(Image-grounded pointing data)
▽

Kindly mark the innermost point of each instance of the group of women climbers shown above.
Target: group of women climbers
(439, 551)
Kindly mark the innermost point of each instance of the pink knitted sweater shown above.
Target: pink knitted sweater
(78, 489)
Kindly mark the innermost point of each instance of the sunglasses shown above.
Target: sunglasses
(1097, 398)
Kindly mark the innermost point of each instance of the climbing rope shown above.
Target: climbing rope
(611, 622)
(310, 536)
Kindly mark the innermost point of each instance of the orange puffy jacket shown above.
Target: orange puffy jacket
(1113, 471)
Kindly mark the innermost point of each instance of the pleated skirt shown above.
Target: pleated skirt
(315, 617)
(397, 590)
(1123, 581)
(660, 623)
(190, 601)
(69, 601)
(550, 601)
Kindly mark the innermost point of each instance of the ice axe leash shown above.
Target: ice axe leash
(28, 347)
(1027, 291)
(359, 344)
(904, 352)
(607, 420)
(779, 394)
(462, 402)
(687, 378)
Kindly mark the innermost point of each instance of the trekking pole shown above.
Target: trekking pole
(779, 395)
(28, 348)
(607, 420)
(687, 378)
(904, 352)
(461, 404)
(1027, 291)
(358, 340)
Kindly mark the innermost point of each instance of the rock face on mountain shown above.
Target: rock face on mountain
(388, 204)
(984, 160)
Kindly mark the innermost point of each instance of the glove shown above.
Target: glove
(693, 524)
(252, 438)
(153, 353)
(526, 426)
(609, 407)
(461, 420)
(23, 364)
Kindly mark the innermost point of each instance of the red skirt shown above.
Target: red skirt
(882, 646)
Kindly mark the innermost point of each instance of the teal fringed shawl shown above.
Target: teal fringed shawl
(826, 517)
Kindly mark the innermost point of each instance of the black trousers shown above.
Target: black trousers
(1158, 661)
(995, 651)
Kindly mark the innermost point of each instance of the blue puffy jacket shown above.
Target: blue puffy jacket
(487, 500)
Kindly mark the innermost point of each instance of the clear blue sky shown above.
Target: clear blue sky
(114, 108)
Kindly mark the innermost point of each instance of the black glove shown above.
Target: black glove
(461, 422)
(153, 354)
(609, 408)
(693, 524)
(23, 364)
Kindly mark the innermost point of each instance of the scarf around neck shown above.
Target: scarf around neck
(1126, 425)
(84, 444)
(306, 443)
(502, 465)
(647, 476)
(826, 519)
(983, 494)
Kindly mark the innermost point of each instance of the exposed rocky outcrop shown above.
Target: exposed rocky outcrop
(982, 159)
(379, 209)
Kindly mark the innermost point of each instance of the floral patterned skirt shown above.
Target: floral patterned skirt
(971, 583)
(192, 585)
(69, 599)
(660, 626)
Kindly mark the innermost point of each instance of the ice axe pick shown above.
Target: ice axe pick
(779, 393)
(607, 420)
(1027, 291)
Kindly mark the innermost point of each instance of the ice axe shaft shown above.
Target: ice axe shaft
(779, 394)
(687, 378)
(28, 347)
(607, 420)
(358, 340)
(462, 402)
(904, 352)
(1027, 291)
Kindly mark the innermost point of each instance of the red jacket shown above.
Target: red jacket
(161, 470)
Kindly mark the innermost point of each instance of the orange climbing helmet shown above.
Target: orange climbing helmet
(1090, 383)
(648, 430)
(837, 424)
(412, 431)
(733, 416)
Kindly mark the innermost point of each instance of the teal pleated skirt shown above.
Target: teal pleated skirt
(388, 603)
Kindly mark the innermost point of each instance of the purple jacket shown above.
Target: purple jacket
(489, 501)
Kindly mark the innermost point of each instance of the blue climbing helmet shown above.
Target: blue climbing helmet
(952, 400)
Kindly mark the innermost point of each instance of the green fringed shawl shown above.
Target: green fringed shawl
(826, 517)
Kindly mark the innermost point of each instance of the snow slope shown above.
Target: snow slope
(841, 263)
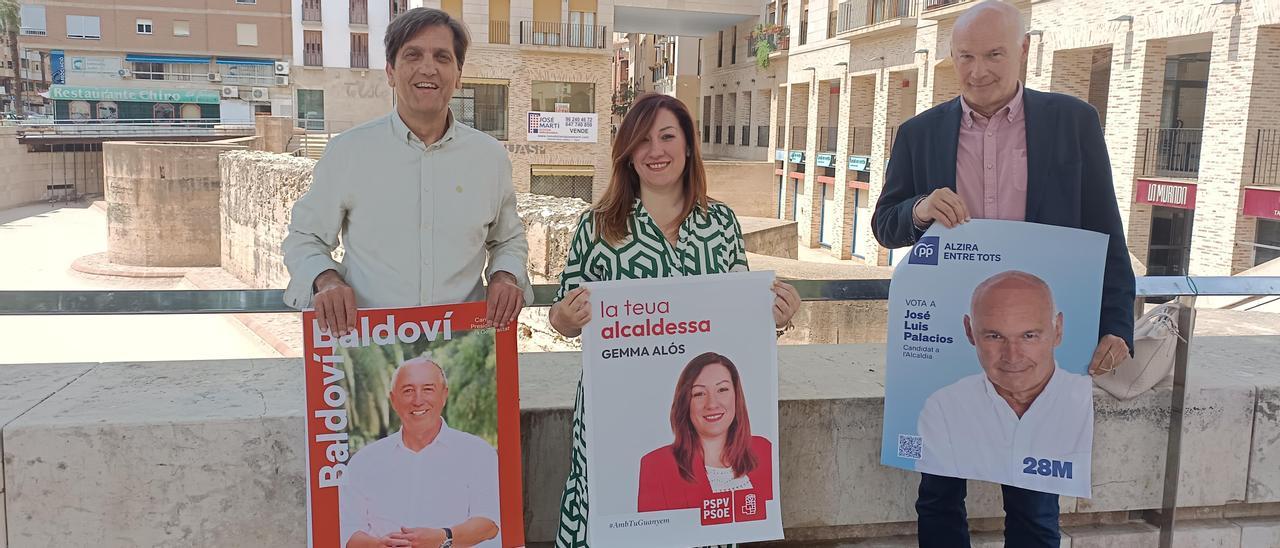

△

- **AIM OF THE TASK**
Output the records exactly, pictures excluded.

- **TASK ANSWER**
Kindly mark the innermost point of each instance of the group of women climbers shown above.
Target: group of women climbers
(439, 551)
Kindly mark the innermost point of each instance of the pink knitted sweater shown above.
Target: pink knitted sweater
(78, 489)
Kindly mark the innermost point of each instance of the sunglasses shown above.
Target: sunglasses
(1097, 398)
Kindly mark the innermost point of each instance of the climbing rope shown above.
Target: climbing rope
(611, 622)
(310, 536)
Kindly mark the innermost point of each instance of the orange puffy jacket shown above.
Target: orange puffy jacket
(1113, 471)
Kindly mark the innermost point of each instance of the pleated skirt shown above.
Target: pleated skirt
(315, 617)
(397, 590)
(1123, 581)
(660, 623)
(190, 601)
(69, 601)
(550, 601)
Kindly mark the innermost point of each instance of the ice axe leash shown above.
Target: ice axe leash
(28, 347)
(1027, 291)
(359, 344)
(904, 352)
(607, 420)
(779, 394)
(462, 402)
(687, 378)
Kindly mark the innermost point of each instance of the trekking pole shown above.
Target: trekking pole
(779, 395)
(28, 348)
(607, 420)
(687, 378)
(904, 352)
(461, 404)
(1027, 291)
(358, 340)
Kindly mark the innermost point of each instance of the rock face on mountain shown above.
Target: rock face on mountain
(388, 204)
(984, 160)
Kindly mark the innermost point of each instance of the glove shown above.
Target: glove
(693, 524)
(252, 438)
(153, 353)
(526, 426)
(609, 407)
(461, 420)
(23, 364)
Kindly mark the innermost point of each instance of the red skirt shown above.
Target: red skirt
(882, 646)
Kindly mark the innermost point of each instance of the teal fringed shawl shown above.
Target: teal fringed shawl
(826, 517)
Kindly mark the innermost point of each instance of the black trousers shown above.
Target: black trousers
(1158, 661)
(995, 651)
Kindly mark the innermost point of each instance of the blue puffy jacket shown above.
Target: blue puffy jacket
(487, 500)
Kindly mark the innermost point of each instance of the clear blue sky shown above.
Target: clear blue sky
(114, 108)
Kindly mark the innermost point of each instance of the black glove shown above.
Target: black glove
(461, 422)
(153, 354)
(609, 408)
(693, 524)
(23, 364)
Kindly mark the innermost point of each instance of the scarf around neck shown above.
Target: scarf around neck
(1126, 425)
(84, 444)
(306, 443)
(502, 465)
(647, 476)
(826, 519)
(983, 494)
Kindly mark the innermost point of each instance of the exposed rocky outcrop shown above.
Target: exposed rocky outcrop
(982, 159)
(379, 209)
Kindly mark the innermost point of each instance of the floral patterned skirt shown above.
Target: floral patterned skirt
(971, 583)
(192, 585)
(69, 599)
(660, 626)
Kindly mark the innermost point of each instance of the ice axe pick shown above.
Target: ice axe pick
(779, 393)
(607, 420)
(1027, 291)
Kindly mark the innermost point of each instance of the ice axe shaft shown above.
Target: ice axe shaft
(779, 394)
(687, 378)
(28, 347)
(607, 420)
(358, 340)
(462, 402)
(904, 352)
(1027, 291)
Kindly mark the innermost point of each instance of the red jacket shown above.
Target: red jacket
(161, 470)
Kindly mark the innermost point of each instance of the orange climbing helmet shown above.
Target: orange climbing helmet
(1090, 383)
(648, 430)
(837, 424)
(412, 431)
(733, 416)
Kindly mark the innermost point of each instance of the teal pleated skirt shown above.
Target: teal pleated skirt
(388, 603)
Kindly mark the innermost point of each instance of the purple jacket shown above.
Target: purple jacket
(489, 501)
Kindly mark the innermost point of each instance of the blue climbing helmet shown above.
Target: blue climbing helmet
(952, 400)
Kindly mark the innermost point of each instance of the green fringed shawl shown above.
Target: green fringed shawl
(826, 517)
Kindly mark the innermost point of each instance of the snow slope shown above.
Target: snow slope
(841, 263)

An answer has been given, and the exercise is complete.